Kutipan Dokumen:
Yosa Menduniakan Nias
Oleh : Djoko Poernomo
Seandainya tak ada situs internet niasisland.com, keberadaan Pulau Nias di Samudra Hindia yang berjarak 85 mil laut dari Pulau Sumatera itu kemungkinan tak bakal mendunia seperti sekarang ini.
Berkat situs internet (website) itulah Pulau Nias yang memiliki luas 5.449 kilometer persegi dikenal banyak orang hingga ke mancanegara. Dunia maya memang tidak mengenal batas dan waktu sehingga menjadikan kesemuanya tampak jelas.
Ketika gempa tektonik hebat melanda Pulau Nias, 28 Maret 2005, banyak kalangan dari luar negeri yang menanyakan berbagai informasi tentang Nias dan segala akibat gempa melalui website niasisland.com. Website itu banyak "dikunjungi" oleh para netter, antara lain, dari luar negeri dan terjadi diskusi yang produktif dengan masyarakat Nias, termasuk menyangkut gempa dan dampaknya.
Seorang warga Rusia, misalnya, yang kebetulan punya kerabat yang menikah dengan warga Nias, mendapatkan informasi cukup lengkap tentang nasib kerabatnya itu setelah membuka niasisland.com. Pangeran Albert III dari Kerajaan Monaco pada 3 Desember lalu mengunjungi Nias serta memberikan bantuan pembangunan ratusan rumah bagi para korban gempa setelah memperoleh informasi tentang Nias dari website niasisland.com.
Website tersebut dirancang, digagas, sekaligus dibiayai oleh putra setempat, Yosafati Hulu, alumnus jurusan Teknik Informatika Institut Teknologi Bandung (1989) dan Magister Manajemen Prasetya Mulya (1998). Saat ini Yosa, panggilan akrabnya, bekerja di sebuah bank swasta di Jakarta sekaligus dosen di Universitas Bina Nusantara, Jakarta, dengan pangkat lektor madya.

Daftar yang Diberikan:
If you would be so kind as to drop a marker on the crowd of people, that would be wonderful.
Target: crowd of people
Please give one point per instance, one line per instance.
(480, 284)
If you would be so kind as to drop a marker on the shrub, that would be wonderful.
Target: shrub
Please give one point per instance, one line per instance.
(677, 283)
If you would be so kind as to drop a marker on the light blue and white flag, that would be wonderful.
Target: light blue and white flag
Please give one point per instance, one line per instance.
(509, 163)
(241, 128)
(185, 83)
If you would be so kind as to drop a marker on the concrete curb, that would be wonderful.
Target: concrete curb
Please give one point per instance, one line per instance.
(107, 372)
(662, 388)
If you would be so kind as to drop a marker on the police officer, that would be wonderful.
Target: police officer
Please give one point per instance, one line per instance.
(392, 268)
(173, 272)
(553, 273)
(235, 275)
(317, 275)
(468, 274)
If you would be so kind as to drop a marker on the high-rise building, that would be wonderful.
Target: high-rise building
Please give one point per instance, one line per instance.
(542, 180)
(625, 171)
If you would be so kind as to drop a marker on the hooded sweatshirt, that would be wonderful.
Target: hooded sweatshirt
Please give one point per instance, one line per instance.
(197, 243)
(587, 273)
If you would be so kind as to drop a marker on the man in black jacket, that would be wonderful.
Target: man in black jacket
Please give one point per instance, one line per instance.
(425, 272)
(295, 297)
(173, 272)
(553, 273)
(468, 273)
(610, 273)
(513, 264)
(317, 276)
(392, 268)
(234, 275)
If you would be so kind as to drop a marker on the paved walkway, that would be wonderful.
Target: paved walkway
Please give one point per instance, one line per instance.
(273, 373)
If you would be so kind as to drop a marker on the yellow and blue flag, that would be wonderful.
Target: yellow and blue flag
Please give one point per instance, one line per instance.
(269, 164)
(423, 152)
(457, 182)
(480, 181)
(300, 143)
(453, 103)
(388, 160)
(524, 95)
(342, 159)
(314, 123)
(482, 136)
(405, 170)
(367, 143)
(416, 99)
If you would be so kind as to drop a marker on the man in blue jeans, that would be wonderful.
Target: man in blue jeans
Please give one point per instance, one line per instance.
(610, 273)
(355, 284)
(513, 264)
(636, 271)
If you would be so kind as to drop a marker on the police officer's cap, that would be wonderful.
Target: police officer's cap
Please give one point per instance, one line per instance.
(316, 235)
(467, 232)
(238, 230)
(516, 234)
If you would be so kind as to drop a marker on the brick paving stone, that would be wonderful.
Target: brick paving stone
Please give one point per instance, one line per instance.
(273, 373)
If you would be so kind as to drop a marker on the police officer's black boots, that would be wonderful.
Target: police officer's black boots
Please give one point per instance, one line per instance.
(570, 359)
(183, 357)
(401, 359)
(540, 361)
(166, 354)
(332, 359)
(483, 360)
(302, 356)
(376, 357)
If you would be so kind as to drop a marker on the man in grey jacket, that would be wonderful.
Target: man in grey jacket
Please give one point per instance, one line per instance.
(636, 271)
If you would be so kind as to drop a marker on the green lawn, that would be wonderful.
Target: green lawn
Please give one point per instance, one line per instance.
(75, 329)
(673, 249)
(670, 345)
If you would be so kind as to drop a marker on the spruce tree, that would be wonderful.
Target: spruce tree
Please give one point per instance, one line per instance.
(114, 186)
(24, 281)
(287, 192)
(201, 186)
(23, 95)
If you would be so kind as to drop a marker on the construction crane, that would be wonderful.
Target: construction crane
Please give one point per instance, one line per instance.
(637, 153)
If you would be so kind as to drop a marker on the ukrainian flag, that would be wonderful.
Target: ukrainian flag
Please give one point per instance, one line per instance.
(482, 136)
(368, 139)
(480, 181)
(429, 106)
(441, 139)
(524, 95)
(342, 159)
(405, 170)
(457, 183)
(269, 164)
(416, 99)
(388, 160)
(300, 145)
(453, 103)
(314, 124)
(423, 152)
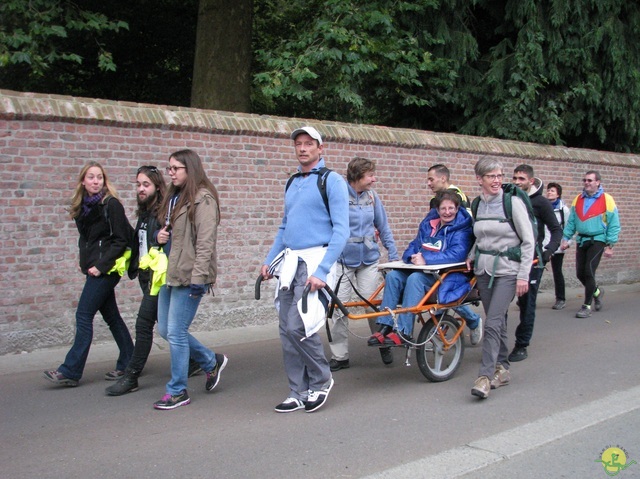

Tugas 1:
Apakah setiap pernyataan berikut sesuai dengan artikel tentang Pulau Nias? Jawab ya atau tidak untuk masing-masing, sertakan kutipan persis kata-kata penentu dari artikel itu. (a) Pulau Nias berjarak 85 mil laut dari Pulau Sumatera. (b) Gempa tektonik hebat melanda Pulau Nias pada 28 Maret 2004. (c) Yosafati Hulu lulus dari jurusan Teknik Informatika Institut Teknologi Bandung pada 1998.
Tugas 2:
Sunting bagian daftar mulai dari baris yang memuat "cap, that would be wonderful." sampai akhir daftar, dengan mengganti "police officer's" menjadi "policeman's" dan membiarkan semua hal lainnya tetap sama. Jangan sertakan gambar dalam jawaban.

Hasil 1:
(a) Ya: "Pulau Nias di Samudra Hindia yang berjarak 85 mil laut dari Pulau Sumatera"
(b) Tidak: "Ketika gempa tektonik hebat melanda Pulau Nias, 28 Maret 2005"
(c) Tidak: "alumnus jurusan Teknik Informatika Institut Teknologi Bandung (1989) dan Magister Manajemen Prasetya Mulya (1998)"

Hasil 2:
If you would be so kind as to drop a marker on the policeman's cap, that would be wonderful.
Target: policeman's cap
Please give one point per instance, one line per instance.
(316, 235)
(467, 232)
(238, 230)
(516, 234)
If you would be so kind as to drop a marker on the brick paving stone, that would be wonderful.
Target: brick paving stone
Please give one point per instance, one line per instance.
(273, 373)
If you would be so kind as to drop a marker on the policeman's black boots, that would be wonderful.
Target: policeman's black boots
Please give one point per instance, one line per instance.
(570, 359)
(183, 357)
(401, 359)
(540, 361)
(166, 354)
(332, 359)
(483, 360)
(302, 356)
(376, 357)
If you would be so kind as to drop a marker on the man in grey jacket, that would be wonderful.
Target: man in grey jacket
Please give one point per instance, one line per instance.
(636, 271)
If you would be so kind as to drop a marker on the green lawn, that would be wonderful.
Target: green lawn
Please give one point per instance, one line per instance.
(75, 329)
(673, 249)
(670, 345)
If you would be so kind as to drop a marker on the spruce tree, that would be wonderful.
Target: spruce tree
Please give one point per instance, one line per instance.
(114, 186)
(24, 281)
(287, 192)
(201, 186)
(23, 95)
If you would be so kind as to drop a marker on the construction crane, that would be wonderful.
Target: construction crane
Please give one point per instance, one line per instance.
(637, 153)
If you would be so kind as to drop a marker on the ukrainian flag, that would be wonderful.
Target: ukrainian flag
Please give one point per instance, one line per instance.
(482, 136)
(368, 139)
(480, 181)
(429, 106)
(441, 139)
(524, 95)
(342, 159)
(405, 170)
(457, 183)
(269, 164)
(416, 99)
(388, 160)
(300, 145)
(453, 103)
(314, 124)
(423, 152)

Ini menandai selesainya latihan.